» **What needs to be done**: Could you pick up the passage on teacher salary bumps for master's degrees right after its last sentence and keep it going?

--- Begin Reading text ---

The policy of giving teachers salary "bumps" after they earn master's degrees in education "is in the drinking water everywhere, but we know the relationship between the degree and student achievement is nonexistent," said Raegen T. Miller, a senior policy analyst at the Center for American Progress, a Washington-based think tank.
Mr. Miller co-wrote the policy brief -- one in a series on school financing in the economic downturn -- with Marguerite Roza, a professor at the Center for Reinventing Public Education at University of Washington, in Seattle.
By decoupling such degrees from salary schedules, states and districts could free up funding for other types of compensation policies that might promote student achievement, the authors suggest in the report.
The brief arrives even as transformation of teacher-compensation systems rises to the top of the national agenda, propelled by the $200 million in additional money provided through the federal economic-stimulus package.
Big Numbers
Districts in every state provide additional pay for teachers who hold master's degrees, either by granting the teachers annual stipends on top of their base salaries or by altering the district salary schedule to award "lane" increases to those who earn the degrees.
A handful of other states, such as New York, require teachers to hold such degrees to obtain the highest level of licensure. Regardless of the mechanism, the accompanying salary bumps are typically career-long, not just one-shot increases.
Between federal, state, and local funding sources, states devote 1 percent to 2 percent of their current annual education expenditures to those added costs, according to the report.
The figures vary depending on the number of teachers in the state, the percentage of those who hold the degree, and the average salary bump teachers receive from acquiring the degree. In all, states spend about $8 billion annually compensating educators for holding a master's degree in any subject.
Researchers have found that in certain content areas, such as mathematics and science, holding an advanced degree bears a positive relationship to student achievement. But many more teachers hold master's degrees in education.
In terms of per-pupil expenditures, the cost amounts to $319 per student in Washington state, which pays more than half its teachers upwards of $10,000 annually for having a master's degree. It is lowest in Texas, which has only 27 percent of its teachers holding an M.A. and awards such teachers about $1,400 a year each in additional pay.
Uncommon Change
Although dozens of states and districts have begun to set up performance-based pay systems over the past decade, far fewer states and districts have examined the cost of master's degrees. Even some of the most prominent performance-pay models, such as Denver's ProComp plan, allow teachers to make more for earning the credentials.

--- End Reading text ---
--- Begin Excerpted data ---

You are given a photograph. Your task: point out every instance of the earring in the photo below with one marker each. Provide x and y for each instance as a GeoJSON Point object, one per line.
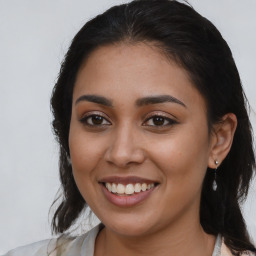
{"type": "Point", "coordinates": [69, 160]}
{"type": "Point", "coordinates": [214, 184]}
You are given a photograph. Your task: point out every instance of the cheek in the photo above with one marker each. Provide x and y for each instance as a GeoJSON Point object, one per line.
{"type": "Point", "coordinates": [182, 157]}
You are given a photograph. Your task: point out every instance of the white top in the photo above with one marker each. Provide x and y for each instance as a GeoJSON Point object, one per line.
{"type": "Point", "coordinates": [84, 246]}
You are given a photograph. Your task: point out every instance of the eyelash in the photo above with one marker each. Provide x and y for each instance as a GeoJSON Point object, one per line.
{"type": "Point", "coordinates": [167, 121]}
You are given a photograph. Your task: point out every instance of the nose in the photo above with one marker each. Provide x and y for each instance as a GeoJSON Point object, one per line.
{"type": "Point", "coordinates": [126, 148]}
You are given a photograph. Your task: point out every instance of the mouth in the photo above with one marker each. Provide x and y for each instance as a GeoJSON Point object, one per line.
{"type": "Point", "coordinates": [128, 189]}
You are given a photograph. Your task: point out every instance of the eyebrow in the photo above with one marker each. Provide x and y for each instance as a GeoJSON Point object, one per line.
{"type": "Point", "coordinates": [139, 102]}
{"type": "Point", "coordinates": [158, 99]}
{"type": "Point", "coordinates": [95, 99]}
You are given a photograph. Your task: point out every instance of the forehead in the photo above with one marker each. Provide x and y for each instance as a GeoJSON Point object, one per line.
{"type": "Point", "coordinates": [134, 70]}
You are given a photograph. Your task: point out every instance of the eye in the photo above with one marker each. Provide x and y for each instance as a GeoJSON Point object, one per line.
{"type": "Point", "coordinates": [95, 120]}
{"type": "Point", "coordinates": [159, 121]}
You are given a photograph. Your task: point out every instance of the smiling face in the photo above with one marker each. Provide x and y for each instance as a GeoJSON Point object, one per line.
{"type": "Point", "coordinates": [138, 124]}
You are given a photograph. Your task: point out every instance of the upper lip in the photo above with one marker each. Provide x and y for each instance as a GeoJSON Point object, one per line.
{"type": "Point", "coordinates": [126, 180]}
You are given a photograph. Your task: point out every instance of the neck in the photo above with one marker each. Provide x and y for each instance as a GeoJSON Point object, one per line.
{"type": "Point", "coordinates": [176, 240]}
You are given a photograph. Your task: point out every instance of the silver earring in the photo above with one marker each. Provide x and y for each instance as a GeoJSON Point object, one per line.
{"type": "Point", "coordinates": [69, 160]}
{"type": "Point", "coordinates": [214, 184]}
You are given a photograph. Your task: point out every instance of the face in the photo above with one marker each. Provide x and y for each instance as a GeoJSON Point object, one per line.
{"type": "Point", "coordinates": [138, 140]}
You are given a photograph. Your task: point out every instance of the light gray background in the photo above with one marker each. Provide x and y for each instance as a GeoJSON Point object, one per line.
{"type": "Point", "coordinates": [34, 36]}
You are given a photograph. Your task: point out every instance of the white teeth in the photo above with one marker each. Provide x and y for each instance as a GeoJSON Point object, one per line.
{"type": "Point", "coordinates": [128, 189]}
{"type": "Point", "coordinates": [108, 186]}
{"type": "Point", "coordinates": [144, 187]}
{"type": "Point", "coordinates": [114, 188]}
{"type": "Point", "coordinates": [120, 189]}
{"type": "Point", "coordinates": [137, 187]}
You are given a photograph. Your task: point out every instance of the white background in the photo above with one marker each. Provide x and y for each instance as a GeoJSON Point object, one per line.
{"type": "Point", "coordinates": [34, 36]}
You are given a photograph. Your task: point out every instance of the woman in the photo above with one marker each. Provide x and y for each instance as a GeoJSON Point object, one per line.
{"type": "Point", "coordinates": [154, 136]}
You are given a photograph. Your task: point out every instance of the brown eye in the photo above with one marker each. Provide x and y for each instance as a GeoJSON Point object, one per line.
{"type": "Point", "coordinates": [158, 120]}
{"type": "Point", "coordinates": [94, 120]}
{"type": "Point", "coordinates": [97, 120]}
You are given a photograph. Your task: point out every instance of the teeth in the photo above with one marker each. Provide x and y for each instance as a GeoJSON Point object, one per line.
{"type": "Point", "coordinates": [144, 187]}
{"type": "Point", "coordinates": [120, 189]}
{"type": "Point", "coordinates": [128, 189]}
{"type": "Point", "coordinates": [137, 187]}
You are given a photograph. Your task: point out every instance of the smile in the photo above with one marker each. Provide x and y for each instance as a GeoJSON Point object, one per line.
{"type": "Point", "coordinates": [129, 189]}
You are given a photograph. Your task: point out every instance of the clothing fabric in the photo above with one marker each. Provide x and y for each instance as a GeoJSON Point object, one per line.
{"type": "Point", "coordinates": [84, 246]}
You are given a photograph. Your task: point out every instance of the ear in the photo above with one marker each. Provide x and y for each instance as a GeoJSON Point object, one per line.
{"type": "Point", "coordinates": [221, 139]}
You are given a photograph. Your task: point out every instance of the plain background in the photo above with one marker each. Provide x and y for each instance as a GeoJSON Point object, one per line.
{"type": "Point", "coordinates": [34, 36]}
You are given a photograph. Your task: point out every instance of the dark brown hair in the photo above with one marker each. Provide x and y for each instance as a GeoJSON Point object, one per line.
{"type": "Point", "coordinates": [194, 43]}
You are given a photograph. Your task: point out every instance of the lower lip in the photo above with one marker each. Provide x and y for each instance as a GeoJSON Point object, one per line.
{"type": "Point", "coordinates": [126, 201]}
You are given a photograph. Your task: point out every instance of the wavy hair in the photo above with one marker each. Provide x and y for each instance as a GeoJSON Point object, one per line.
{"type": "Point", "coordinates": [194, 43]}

--- End Excerpted data ---

» **Task output**:
More recently, detaching compensation from the attainment of master's degrees was one of the initial proposals of District of Columbia schools Chancellor Michelle A. Rhee when the city's collective bargaining agreement came up for renewal in 2008.
That proposal, though, was overshadowed by a controversial two-tiered pay proposal that would have allowed some teachers the opportunity to take part in a performance-based system in exchange for relinquishing tenured status for one year ( Pay-for-Tenure Swap for D.C. Teachers Under Debate, Aug. 27, 2008).
In phasing out bonuses for advanced degrees in education, states could use the savings to institute comprehensive changes to teacher compensation. Although the research connecting performance-based pay to improved student achievement is thin and inconclusive, piloting and evaluating such plans would allow districts to home in on ways of better aligning pay to goals for boosting student learning, Mr. Miller said.
Such reforms could be politically challenging, but districts and states could render them palatable if they grandfathered in current teachers and changed policies only for those entering the profession, the report suggests.
"The variation between states on these pay increases shows that not everyone has the same feeling about the value of these degrees," Mr. Miller said.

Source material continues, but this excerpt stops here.